◆ **What to do**: Print verbatim every line starting at the one that contains "pin: the water reflection, one" and ending at the final line of the records; include both endpoints.

◆ **Record excerpts**:
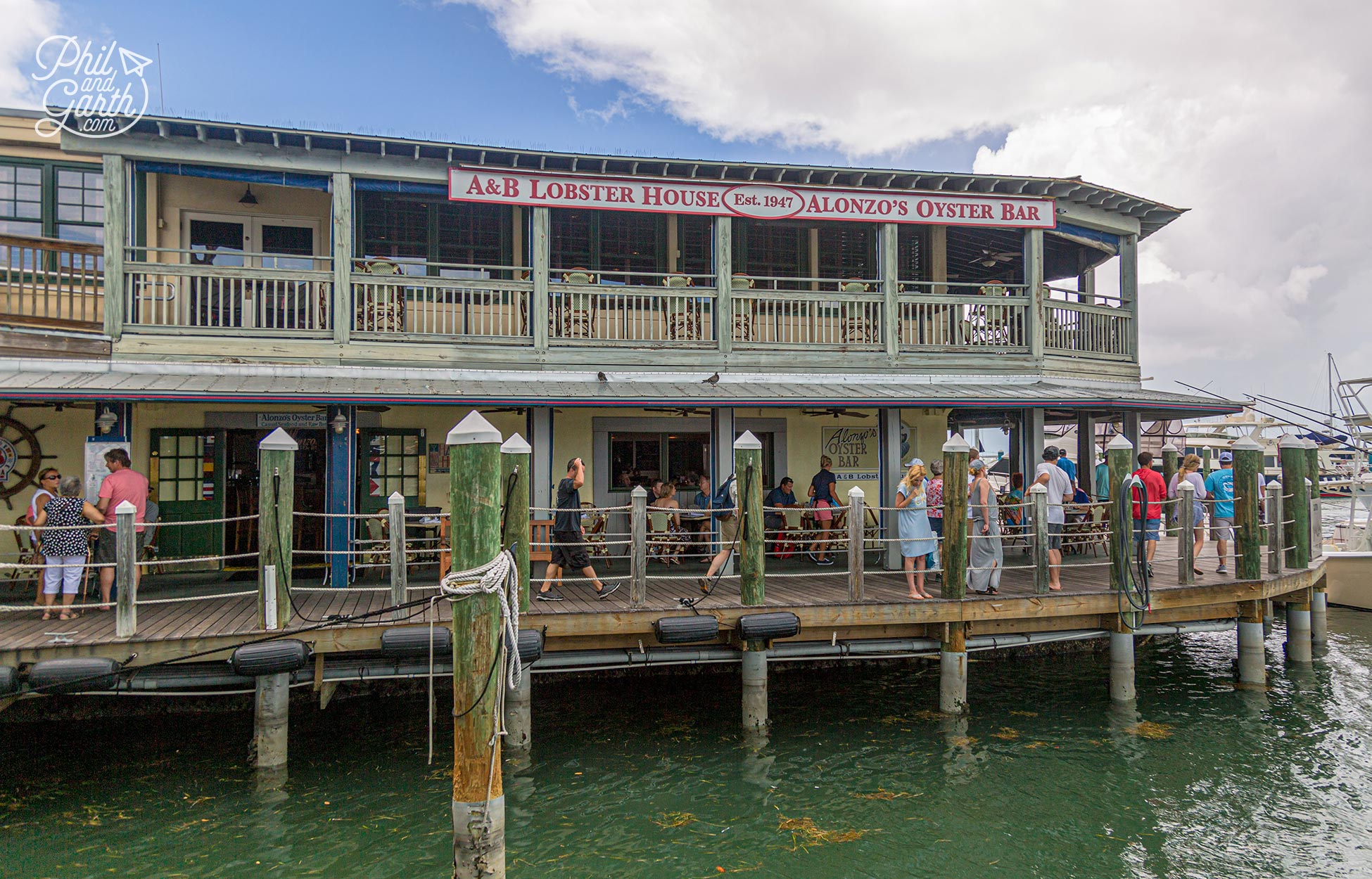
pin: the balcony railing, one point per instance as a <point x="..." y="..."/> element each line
<point x="180" y="293"/>
<point x="969" y="316"/>
<point x="631" y="307"/>
<point x="1094" y="324"/>
<point x="489" y="303"/>
<point x="796" y="312"/>
<point x="49" y="283"/>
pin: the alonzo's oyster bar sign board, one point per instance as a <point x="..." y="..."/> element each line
<point x="756" y="200"/>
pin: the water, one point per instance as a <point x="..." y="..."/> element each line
<point x="652" y="779"/>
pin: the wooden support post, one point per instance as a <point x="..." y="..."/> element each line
<point x="341" y="303"/>
<point x="1247" y="531"/>
<point x="1276" y="531"/>
<point x="276" y="519"/>
<point x="395" y="524"/>
<point x="478" y="788"/>
<point x="1039" y="498"/>
<point x="515" y="495"/>
<point x="955" y="522"/>
<point x="752" y="560"/>
<point x="1120" y="463"/>
<point x="953" y="665"/>
<point x="1186" y="532"/>
<point x="115" y="239"/>
<point x="638" y="546"/>
<point x="540" y="306"/>
<point x="1253" y="659"/>
<point x="856" y="544"/>
<point x="1297" y="506"/>
<point x="1169" y="469"/>
<point x="723" y="285"/>
<point x="125" y="571"/>
<point x="1298" y="627"/>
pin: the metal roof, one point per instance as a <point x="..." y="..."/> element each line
<point x="1152" y="214"/>
<point x="201" y="382"/>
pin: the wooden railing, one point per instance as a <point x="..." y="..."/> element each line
<point x="228" y="300"/>
<point x="970" y="316"/>
<point x="50" y="283"/>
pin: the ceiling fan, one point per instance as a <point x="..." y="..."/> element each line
<point x="681" y="411"/>
<point x="991" y="258"/>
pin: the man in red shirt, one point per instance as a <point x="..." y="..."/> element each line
<point x="124" y="483"/>
<point x="1146" y="522"/>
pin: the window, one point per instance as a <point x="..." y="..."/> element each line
<point x="53" y="200"/>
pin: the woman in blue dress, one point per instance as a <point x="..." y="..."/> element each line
<point x="917" y="539"/>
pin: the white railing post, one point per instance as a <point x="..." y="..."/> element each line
<point x="125" y="571"/>
<point x="638" y="548"/>
<point x="395" y="522"/>
<point x="856" y="544"/>
<point x="1186" y="528"/>
<point x="1039" y="498"/>
<point x="1276" y="527"/>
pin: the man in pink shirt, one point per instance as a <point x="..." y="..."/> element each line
<point x="124" y="483"/>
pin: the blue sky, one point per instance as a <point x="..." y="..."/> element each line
<point x="409" y="70"/>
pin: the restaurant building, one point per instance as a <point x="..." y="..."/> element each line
<point x="189" y="285"/>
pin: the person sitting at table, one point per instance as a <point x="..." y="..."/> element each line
<point x="774" y="522"/>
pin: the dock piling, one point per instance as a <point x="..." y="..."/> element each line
<point x="125" y="571"/>
<point x="515" y="495"/>
<point x="478" y="786"/>
<point x="1253" y="659"/>
<point x="276" y="519"/>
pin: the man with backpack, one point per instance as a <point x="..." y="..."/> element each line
<point x="725" y="508"/>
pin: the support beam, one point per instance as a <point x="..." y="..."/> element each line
<point x="276" y="519"/>
<point x="478" y="786"/>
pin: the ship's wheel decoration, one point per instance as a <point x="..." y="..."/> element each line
<point x="21" y="457"/>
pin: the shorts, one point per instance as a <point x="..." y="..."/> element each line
<point x="106" y="551"/>
<point x="1146" y="530"/>
<point x="570" y="550"/>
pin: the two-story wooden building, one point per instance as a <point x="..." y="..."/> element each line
<point x="365" y="293"/>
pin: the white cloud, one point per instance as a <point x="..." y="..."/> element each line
<point x="27" y="24"/>
<point x="1256" y="114"/>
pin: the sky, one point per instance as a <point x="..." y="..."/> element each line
<point x="1252" y="113"/>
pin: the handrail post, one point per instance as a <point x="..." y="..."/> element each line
<point x="1186" y="528"/>
<point x="955" y="519"/>
<point x="395" y="516"/>
<point x="856" y="544"/>
<point x="1039" y="498"/>
<point x="125" y="571"/>
<point x="478" y="639"/>
<point x="276" y="518"/>
<point x="1276" y="551"/>
<point x="1247" y="467"/>
<point x="638" y="546"/>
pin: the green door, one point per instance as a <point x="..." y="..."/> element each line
<point x="187" y="476"/>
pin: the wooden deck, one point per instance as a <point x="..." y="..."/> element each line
<point x="583" y="622"/>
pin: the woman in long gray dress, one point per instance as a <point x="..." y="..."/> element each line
<point x="988" y="554"/>
<point x="917" y="541"/>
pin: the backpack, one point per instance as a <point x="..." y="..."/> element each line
<point x="720" y="502"/>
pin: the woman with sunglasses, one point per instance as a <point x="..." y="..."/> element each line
<point x="49" y="479"/>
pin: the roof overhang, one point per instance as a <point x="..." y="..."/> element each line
<point x="253" y="383"/>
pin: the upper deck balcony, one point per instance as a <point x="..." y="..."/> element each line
<point x="346" y="267"/>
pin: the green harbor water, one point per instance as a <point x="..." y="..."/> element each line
<point x="652" y="779"/>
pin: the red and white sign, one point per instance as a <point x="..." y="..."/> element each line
<point x="756" y="200"/>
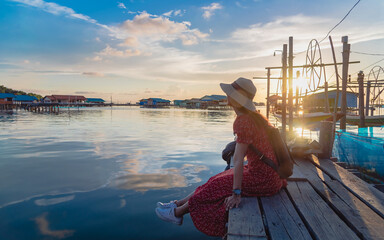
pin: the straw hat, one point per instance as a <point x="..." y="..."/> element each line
<point x="245" y="97"/>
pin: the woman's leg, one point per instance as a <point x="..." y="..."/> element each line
<point x="180" y="211"/>
<point x="181" y="202"/>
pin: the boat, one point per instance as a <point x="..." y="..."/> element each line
<point x="370" y="121"/>
<point x="306" y="119"/>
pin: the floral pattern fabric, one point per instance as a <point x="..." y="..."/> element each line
<point x="207" y="208"/>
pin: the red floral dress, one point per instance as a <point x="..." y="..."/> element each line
<point x="207" y="207"/>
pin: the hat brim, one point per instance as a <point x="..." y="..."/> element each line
<point x="238" y="97"/>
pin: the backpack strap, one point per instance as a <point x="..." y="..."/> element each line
<point x="264" y="158"/>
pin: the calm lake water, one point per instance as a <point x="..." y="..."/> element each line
<point x="97" y="173"/>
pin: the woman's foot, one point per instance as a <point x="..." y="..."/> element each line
<point x="168" y="215"/>
<point x="171" y="204"/>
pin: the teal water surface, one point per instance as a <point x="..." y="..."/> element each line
<point x="97" y="173"/>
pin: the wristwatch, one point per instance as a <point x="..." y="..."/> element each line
<point x="237" y="191"/>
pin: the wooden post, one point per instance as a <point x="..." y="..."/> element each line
<point x="297" y="100"/>
<point x="284" y="93"/>
<point x="368" y="93"/>
<point x="360" y="79"/>
<point x="290" y="91"/>
<point x="325" y="139"/>
<point x="326" y="97"/>
<point x="268" y="89"/>
<point x="346" y="48"/>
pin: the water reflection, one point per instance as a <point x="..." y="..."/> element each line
<point x="53" y="201"/>
<point x="44" y="228"/>
<point x="92" y="164"/>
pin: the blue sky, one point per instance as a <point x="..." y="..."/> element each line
<point x="134" y="49"/>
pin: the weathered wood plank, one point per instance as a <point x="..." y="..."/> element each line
<point x="310" y="171"/>
<point x="297" y="175"/>
<point x="366" y="221"/>
<point x="323" y="221"/>
<point x="282" y="219"/>
<point x="245" y="222"/>
<point x="362" y="219"/>
<point x="365" y="192"/>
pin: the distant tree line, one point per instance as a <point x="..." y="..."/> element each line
<point x="16" y="92"/>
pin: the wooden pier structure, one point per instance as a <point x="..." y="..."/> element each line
<point x="322" y="201"/>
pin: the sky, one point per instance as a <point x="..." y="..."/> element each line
<point x="133" y="49"/>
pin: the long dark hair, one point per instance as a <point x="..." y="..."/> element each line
<point x="258" y="118"/>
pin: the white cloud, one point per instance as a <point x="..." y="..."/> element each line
<point x="209" y="10"/>
<point x="174" y="13"/>
<point x="93" y="74"/>
<point x="121" y="5"/>
<point x="57" y="9"/>
<point x="155" y="28"/>
<point x="95" y="59"/>
<point x="168" y="14"/>
<point x="131" y="42"/>
<point x="178" y="13"/>
<point x="110" y="51"/>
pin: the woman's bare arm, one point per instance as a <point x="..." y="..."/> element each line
<point x="238" y="158"/>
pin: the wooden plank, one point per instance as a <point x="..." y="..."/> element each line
<point x="365" y="192"/>
<point x="297" y="175"/>
<point x="310" y="171"/>
<point x="365" y="220"/>
<point x="246" y="222"/>
<point x="282" y="219"/>
<point x="322" y="220"/>
<point x="362" y="219"/>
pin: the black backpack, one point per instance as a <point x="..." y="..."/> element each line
<point x="283" y="156"/>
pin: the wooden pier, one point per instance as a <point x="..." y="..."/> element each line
<point x="322" y="201"/>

◆ **Answer in full**:
pin: the water reflection, one point per instance as a <point x="..." y="..."/> element each line
<point x="53" y="201"/>
<point x="44" y="228"/>
<point x="92" y="164"/>
pin: the blue sky, one point per instance as a <point x="..." y="..."/> element each line
<point x="134" y="49"/>
pin: the weathered wood plank, one point per instance as a <point x="..." y="..."/> element each line
<point x="310" y="171"/>
<point x="297" y="175"/>
<point x="366" y="221"/>
<point x="323" y="221"/>
<point x="282" y="219"/>
<point x="245" y="222"/>
<point x="362" y="219"/>
<point x="365" y="192"/>
pin: the distant tree line, one point per instance as a <point x="..." y="..."/> element each line
<point x="16" y="92"/>
pin: the wooden pier structure, one point per instance as a <point x="..." y="..."/> element each line
<point x="322" y="201"/>
pin: the sky, one point per instance as a <point x="..." y="..."/> element each line
<point x="133" y="49"/>
pin: the long dark hair, one point per instance as a <point x="..." y="..."/> element each line
<point x="258" y="118"/>
pin: the white cloud, one point per instance as a <point x="..." y="..."/> element each line
<point x="209" y="10"/>
<point x="174" y="13"/>
<point x="93" y="74"/>
<point x="121" y="5"/>
<point x="57" y="9"/>
<point x="155" y="28"/>
<point x="95" y="59"/>
<point x="168" y="14"/>
<point x="131" y="42"/>
<point x="178" y="13"/>
<point x="110" y="51"/>
pin: the woman's bare arm, one point per instance as a <point x="..." y="..."/> element each line
<point x="238" y="158"/>
pin: the wooden plank, one point per instance as a <point x="..." y="..."/> element each line
<point x="365" y="192"/>
<point x="297" y="175"/>
<point x="310" y="171"/>
<point x="365" y="220"/>
<point x="246" y="222"/>
<point x="282" y="219"/>
<point x="322" y="220"/>
<point x="362" y="219"/>
pin: the black backpack, one point per instance as a <point x="..." y="..."/> element each line
<point x="283" y="156"/>
pin: the wooden pier, one point per instance as a <point x="..." y="..."/> element each line
<point x="322" y="201"/>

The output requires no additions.